Text:
::::

Debt Management Office had earlier revealed that the country’s total debt stock as of December, 2021 was N39.55tn.

But looking at debt servicing in one month, The Punch in a report stated that the Federal Government made a repayment of $8.21m (or N3.42bn, using the central exchange rate of the Central Bank of Nigeria, N416.09, as of February 28, 2022.

This repayment was made as a part payment on the National Social Safety Nets Project for Nigeria loan, which was approved on June 7, 2016, with a total commitment of $1bn, according to a page Washington-based lender’s website detailing World Bank-financed projects in Nigeria.

It said the loan was provided to implement targeted cash transfers to poor and vulnerable households in Nigeria.

The page read in part, “The development objective of the National Social Safety Nets Project for Nigeria is to provide access to targeted transfers to poor and vulnerable households under an expanded national social safety nets system.”

The Federal Ministry of Finance was said to be the borrower, while the Ministry of Humanitarian Affairs, Disaster Management and Social Development was said to be the implementing agency for the project.

The Federal Government had earlier paid $8.32m in August last year, according to a tabular breakdown of the amount disbursed and repaid.

::::

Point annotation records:
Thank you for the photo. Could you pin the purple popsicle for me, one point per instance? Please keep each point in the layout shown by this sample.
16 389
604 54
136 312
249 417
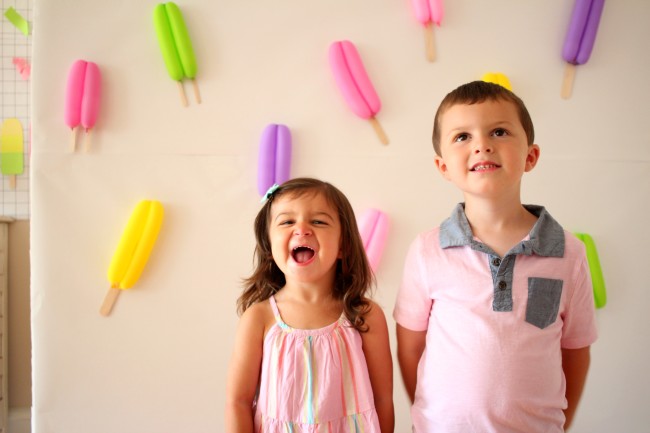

::::

What needs to be done:
In the text on Nigeria's loan repayment, retype the passage that opens with the words "But looking at" and ends after the words "February 28, 2022.".

Answer below:
But looking at debt servicing in one month, The Punch in a report stated that the Federal Government made a repayment of $8.21m (or N3.42bn, using the central exchange rate of the Central Bank of Nigeria, N416.09, as of February 28, 2022.